The lines from the beginning of the records below through the one holding "shaped like (132,85)." are to be copied exactly; leave the pictures out.

Natural-language object grounding data
________
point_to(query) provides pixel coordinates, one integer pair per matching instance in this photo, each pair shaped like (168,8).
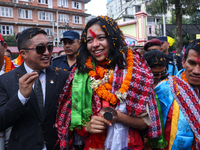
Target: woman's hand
(97,124)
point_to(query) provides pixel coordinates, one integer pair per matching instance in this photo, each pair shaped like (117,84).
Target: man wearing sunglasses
(70,45)
(29,94)
(5,66)
(179,104)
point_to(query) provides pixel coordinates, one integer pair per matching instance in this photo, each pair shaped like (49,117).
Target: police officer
(70,42)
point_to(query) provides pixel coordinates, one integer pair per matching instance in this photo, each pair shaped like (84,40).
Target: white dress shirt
(42,78)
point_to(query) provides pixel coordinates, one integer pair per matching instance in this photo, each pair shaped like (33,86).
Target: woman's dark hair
(60,52)
(9,52)
(115,39)
(156,58)
(195,45)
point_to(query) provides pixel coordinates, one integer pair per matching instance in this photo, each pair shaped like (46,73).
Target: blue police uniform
(62,63)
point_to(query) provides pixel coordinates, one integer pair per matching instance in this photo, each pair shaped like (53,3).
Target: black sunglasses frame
(41,48)
(163,73)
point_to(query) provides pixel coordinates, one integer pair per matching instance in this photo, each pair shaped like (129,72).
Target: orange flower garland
(184,77)
(102,89)
(8,64)
(18,60)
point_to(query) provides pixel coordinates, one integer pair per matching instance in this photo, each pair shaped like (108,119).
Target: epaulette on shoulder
(59,57)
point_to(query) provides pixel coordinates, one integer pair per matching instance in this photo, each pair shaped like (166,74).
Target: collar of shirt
(42,80)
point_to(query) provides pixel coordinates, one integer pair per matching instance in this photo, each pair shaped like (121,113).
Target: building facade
(125,10)
(54,16)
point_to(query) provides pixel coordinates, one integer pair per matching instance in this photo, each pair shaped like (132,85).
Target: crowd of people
(100,94)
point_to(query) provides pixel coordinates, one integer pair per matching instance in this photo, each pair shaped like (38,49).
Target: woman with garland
(157,61)
(108,76)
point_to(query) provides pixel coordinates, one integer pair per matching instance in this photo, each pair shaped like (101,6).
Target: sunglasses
(41,48)
(157,74)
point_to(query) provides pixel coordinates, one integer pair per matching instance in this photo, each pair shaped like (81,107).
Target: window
(60,32)
(76,5)
(24,13)
(43,1)
(79,31)
(77,19)
(63,3)
(22,28)
(6,11)
(149,30)
(49,31)
(27,0)
(137,8)
(47,16)
(63,18)
(7,30)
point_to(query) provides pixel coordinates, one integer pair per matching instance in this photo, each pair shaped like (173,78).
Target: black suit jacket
(30,128)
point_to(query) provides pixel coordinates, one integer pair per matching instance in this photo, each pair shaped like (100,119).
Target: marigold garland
(18,60)
(184,77)
(103,89)
(8,64)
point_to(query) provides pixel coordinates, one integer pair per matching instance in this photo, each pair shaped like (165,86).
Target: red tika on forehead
(93,34)
(198,60)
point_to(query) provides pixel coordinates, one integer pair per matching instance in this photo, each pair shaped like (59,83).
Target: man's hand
(26,82)
(97,124)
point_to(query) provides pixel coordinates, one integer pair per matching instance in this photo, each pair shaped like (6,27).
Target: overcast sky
(96,7)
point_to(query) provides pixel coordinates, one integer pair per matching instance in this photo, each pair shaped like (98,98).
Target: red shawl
(139,94)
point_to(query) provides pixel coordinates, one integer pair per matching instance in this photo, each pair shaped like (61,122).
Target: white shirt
(42,78)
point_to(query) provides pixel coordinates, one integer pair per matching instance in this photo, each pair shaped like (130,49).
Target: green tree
(181,7)
(10,40)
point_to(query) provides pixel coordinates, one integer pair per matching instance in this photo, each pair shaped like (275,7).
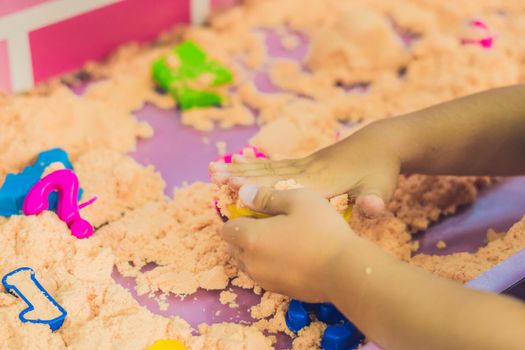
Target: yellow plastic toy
(167,345)
(236,212)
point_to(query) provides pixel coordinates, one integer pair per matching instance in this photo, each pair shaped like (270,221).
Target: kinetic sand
(414,60)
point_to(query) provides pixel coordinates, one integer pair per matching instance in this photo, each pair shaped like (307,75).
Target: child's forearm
(403,307)
(481,134)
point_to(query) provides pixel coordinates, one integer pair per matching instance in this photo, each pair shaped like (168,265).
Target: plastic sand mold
(191,77)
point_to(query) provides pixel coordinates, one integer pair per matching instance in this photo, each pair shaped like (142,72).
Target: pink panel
(5,76)
(67,45)
(223,3)
(10,6)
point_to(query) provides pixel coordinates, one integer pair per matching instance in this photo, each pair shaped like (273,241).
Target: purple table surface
(181,155)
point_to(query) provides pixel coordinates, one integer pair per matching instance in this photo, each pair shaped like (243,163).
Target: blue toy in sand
(16,186)
(340,334)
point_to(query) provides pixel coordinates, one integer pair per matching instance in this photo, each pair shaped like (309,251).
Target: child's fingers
(239,232)
(269,201)
(265,166)
(370,204)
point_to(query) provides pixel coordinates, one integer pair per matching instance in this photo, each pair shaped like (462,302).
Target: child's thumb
(374,193)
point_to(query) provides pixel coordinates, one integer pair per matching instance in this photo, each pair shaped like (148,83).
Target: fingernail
(216,166)
(237,181)
(247,194)
(220,178)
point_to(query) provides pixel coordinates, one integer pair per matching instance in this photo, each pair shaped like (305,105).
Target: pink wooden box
(40,39)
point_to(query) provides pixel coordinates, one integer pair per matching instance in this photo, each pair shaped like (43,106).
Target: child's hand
(361,165)
(294,251)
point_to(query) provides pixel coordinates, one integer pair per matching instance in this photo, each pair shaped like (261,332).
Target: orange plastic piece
(236,212)
(167,345)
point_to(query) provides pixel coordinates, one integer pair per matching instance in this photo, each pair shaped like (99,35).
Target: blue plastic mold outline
(16,186)
(341,334)
(55,323)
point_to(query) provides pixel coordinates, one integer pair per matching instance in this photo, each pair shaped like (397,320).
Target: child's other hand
(362,165)
(294,251)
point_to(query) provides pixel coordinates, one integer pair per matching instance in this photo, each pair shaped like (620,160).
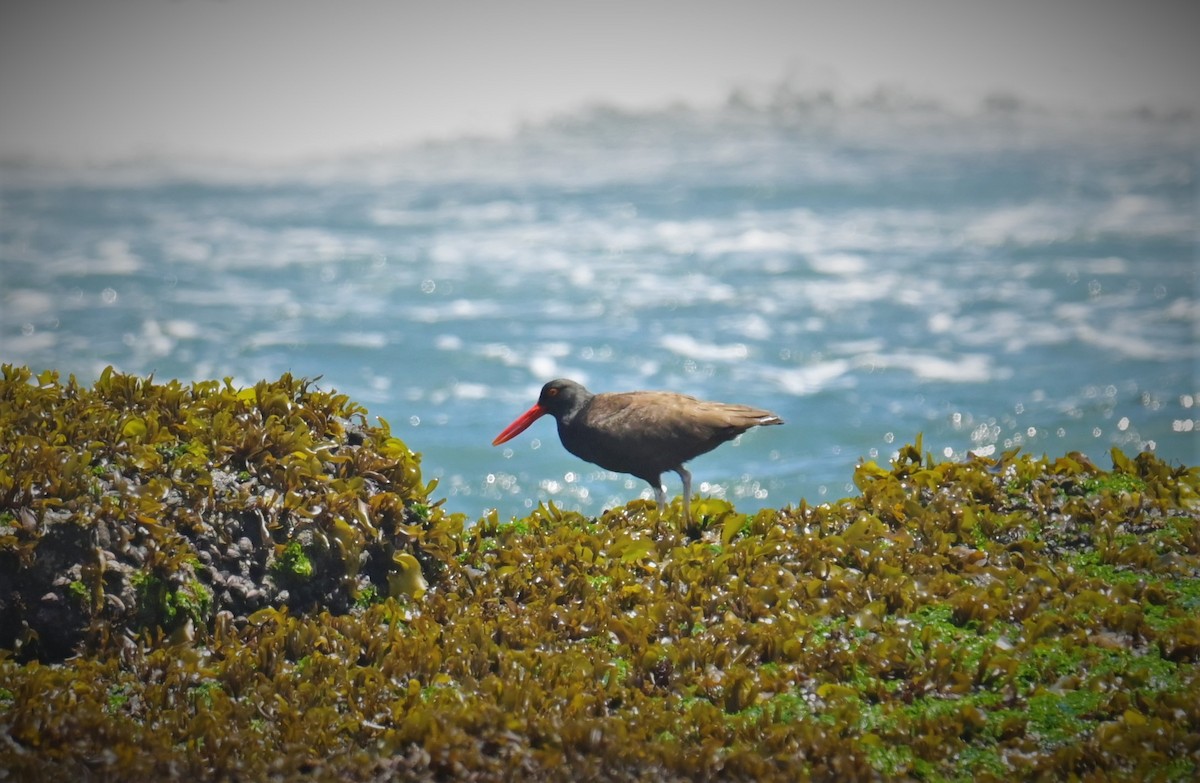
________
### Response box
point_to(query) provides pixel coordinates, one integer pair per matching instance in this photo, each pair shaped like (168,8).
Target: woman's hand
(97,124)
point_to(query) provides pixel coordinates, one integer pair per matching instance in this photo, each pair shaped like (117,84).
Target: man wearing sunglasses
(70,45)
(29,94)
(5,66)
(179,104)
point_to(query) provides pixel coordinates, one integer pair per matching instance in this photo, each pair shaped like (49,117).
Target: police officer
(70,42)
point_to(query) provides pixel coordinates, one integer pair per matching instance in this photo, each pair shaped like (84,40).
Target: white dress shirt
(42,78)
point_to(query) provides pixel coordinates, one integer pair per matching instance in this photo, each pair shaped like (33,86).
Target: woman's dark hair
(60,52)
(9,52)
(115,39)
(156,58)
(195,45)
point_to(query) provides pixel coordinates, one integer pair per matching instance in this photo, each pair shaped like (46,73).
Target: blue police uniform
(62,63)
point_to(query) provides pixel coordinates, one integer pair per matching instance in this photo, each pair shaped like (53,3).
Target: black sunglasses frame
(41,48)
(163,73)
point_to(query) provides pixel coordinates, one integer pair per matching instance in this photo, each pair shaped like (129,72).
Target: orange flower garland
(184,77)
(102,89)
(8,64)
(18,60)
point_to(query) provides pixel coordinates, one integer pair per matching instance in this photo, each pair shaped like (108,119).
Target: epaulette on shoulder
(59,57)
point_to(query) provides pixel coordinates, one integer pair per matching instance in this photo, each pair shaped like (166,74).
Target: collar of shirt
(42,80)
point_to(query) provides pixel coordinates, one integer pair per matching instance in this photo, each pair shaped like (121,113).
Target: building facade
(125,10)
(54,16)
point_to(query) provides pixel coordinates, one integer pair per matching instance in this photo, each pair shaped like (132,85).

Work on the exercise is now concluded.